***** Data supplied *****

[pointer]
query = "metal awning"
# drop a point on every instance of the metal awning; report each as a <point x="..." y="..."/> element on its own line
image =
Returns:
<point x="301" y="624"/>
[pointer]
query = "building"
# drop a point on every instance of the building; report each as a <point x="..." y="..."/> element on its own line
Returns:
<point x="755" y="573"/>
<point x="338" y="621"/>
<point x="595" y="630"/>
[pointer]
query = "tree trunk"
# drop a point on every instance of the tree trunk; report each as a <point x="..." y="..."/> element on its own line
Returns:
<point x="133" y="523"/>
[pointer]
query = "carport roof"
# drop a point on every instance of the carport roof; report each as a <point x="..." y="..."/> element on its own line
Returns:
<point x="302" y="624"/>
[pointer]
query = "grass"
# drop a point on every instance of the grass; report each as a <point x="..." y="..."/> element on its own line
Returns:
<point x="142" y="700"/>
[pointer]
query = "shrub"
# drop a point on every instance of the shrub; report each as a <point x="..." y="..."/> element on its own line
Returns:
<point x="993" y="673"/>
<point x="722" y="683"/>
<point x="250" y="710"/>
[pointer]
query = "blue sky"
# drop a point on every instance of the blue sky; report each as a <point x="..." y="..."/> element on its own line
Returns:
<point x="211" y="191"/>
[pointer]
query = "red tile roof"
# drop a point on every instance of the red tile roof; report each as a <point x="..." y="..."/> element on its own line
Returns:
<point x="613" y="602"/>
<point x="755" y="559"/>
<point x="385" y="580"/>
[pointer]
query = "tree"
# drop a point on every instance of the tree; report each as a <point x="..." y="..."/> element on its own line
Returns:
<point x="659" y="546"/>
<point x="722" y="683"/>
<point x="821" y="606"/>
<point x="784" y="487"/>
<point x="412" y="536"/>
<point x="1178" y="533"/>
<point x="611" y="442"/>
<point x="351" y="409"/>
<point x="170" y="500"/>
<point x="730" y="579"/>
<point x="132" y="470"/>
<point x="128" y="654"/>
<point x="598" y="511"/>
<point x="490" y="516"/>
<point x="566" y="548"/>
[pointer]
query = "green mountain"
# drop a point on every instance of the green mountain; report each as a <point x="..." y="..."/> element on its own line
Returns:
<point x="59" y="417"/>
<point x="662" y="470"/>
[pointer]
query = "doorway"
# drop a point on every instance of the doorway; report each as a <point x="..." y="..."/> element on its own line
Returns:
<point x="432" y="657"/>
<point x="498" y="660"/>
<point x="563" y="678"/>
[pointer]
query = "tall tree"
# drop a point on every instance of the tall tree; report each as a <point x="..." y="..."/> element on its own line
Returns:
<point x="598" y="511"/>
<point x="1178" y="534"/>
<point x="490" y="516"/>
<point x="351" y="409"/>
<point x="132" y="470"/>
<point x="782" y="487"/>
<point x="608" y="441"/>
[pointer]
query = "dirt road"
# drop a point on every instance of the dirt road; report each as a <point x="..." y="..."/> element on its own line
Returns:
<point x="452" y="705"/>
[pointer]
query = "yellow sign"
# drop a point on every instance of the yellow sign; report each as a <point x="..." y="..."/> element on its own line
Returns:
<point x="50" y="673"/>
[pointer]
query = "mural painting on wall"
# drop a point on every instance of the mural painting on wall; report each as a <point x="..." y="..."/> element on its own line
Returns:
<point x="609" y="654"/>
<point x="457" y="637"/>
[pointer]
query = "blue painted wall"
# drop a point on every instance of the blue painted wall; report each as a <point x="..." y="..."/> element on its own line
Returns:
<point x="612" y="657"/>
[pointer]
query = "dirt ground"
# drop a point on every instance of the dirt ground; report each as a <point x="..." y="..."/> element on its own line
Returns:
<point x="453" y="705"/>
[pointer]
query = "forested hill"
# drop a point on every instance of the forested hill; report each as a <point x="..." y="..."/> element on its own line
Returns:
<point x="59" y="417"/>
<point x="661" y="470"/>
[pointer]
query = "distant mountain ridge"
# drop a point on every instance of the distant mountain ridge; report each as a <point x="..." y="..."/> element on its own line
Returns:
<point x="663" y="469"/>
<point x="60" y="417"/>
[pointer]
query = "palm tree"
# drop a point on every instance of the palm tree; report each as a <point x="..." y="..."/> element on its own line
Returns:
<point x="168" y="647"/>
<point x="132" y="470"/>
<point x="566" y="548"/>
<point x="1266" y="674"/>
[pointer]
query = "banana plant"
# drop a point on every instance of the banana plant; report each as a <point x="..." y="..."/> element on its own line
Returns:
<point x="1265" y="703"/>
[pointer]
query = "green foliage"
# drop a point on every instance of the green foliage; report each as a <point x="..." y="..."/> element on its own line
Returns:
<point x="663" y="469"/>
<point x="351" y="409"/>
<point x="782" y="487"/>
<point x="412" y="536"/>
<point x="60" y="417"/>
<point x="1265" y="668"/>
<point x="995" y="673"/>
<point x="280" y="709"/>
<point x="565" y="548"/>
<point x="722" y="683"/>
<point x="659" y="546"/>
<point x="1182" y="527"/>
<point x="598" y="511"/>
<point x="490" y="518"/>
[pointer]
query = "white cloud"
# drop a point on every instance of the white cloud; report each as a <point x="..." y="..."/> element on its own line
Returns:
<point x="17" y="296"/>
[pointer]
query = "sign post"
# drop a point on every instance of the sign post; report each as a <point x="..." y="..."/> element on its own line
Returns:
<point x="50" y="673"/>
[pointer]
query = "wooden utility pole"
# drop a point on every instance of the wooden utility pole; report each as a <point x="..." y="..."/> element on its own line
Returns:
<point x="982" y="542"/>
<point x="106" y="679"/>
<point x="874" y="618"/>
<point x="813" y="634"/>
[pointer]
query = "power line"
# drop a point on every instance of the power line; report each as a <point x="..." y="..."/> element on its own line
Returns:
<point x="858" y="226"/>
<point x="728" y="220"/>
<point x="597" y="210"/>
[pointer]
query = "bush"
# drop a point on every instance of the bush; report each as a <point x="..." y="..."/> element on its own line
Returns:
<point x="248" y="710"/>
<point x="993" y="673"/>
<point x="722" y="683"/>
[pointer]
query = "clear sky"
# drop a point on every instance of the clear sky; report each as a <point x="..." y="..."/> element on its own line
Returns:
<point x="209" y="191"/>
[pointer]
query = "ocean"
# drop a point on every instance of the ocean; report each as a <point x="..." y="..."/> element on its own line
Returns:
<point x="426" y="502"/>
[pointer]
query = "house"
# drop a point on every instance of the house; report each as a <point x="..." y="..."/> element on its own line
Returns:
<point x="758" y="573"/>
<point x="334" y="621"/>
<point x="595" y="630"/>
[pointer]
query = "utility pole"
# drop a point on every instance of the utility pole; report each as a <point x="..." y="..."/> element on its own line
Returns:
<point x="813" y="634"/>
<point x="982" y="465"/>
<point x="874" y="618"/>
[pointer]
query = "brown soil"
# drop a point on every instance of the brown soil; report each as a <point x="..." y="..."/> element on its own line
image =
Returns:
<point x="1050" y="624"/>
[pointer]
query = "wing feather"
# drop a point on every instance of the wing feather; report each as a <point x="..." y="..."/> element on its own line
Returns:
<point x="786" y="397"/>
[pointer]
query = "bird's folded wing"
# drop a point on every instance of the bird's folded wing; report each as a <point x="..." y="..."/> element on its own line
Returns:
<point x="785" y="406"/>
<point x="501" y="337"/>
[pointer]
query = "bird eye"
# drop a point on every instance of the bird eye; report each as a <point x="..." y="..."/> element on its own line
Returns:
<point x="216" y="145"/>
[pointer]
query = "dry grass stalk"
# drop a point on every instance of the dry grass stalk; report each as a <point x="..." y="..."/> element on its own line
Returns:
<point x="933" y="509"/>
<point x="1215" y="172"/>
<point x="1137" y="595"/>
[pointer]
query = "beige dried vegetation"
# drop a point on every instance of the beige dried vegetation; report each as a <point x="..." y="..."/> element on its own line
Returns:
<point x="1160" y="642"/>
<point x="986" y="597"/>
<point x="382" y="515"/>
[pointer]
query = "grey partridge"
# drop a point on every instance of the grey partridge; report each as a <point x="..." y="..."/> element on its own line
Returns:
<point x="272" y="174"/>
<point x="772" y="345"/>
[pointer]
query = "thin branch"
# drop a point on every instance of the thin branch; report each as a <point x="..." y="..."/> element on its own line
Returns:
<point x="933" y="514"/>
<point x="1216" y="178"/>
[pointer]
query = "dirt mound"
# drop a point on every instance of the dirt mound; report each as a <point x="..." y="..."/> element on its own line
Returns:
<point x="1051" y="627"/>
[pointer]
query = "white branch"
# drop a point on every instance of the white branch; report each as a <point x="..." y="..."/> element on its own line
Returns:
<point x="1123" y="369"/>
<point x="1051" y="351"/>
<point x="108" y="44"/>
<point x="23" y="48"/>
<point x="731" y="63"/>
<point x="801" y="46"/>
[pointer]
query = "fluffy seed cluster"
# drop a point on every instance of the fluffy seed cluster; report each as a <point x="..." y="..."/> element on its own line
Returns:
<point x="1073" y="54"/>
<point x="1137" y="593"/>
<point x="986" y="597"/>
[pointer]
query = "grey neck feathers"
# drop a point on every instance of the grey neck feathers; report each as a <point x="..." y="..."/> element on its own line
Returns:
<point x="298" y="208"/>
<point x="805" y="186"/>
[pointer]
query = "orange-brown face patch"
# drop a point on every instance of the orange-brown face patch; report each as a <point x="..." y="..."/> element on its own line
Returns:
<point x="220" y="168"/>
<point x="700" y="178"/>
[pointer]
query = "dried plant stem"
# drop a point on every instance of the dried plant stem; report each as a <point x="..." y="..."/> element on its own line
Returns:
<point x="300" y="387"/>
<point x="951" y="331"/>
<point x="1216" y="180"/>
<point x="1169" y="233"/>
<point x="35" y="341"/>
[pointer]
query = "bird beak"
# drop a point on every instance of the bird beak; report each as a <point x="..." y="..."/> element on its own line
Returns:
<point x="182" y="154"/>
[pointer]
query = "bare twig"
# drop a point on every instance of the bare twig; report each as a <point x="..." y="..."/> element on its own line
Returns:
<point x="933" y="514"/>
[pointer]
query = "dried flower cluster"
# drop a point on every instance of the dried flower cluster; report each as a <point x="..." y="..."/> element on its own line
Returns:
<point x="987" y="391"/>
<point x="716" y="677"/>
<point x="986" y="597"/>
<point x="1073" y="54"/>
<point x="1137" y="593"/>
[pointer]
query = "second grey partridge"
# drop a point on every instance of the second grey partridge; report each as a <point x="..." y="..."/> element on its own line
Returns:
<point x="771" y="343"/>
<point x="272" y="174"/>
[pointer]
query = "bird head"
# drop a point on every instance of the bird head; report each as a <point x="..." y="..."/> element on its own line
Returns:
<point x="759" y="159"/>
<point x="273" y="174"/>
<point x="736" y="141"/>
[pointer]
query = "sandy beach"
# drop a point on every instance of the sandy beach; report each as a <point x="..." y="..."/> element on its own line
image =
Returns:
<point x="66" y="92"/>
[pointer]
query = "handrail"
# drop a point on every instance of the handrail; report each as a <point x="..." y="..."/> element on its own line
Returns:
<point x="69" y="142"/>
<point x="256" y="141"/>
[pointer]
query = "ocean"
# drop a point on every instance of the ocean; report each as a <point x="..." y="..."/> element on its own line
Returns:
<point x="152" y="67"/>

*****

Select every line of the records that contains the string "second", and reproduce each one. Matching is case-sensitive.

▶ [Exercise output]
query = "second grey partridge"
# drop a point on every instance of the second grey partridge; report each as a <point x="..." y="..."/> element on its own line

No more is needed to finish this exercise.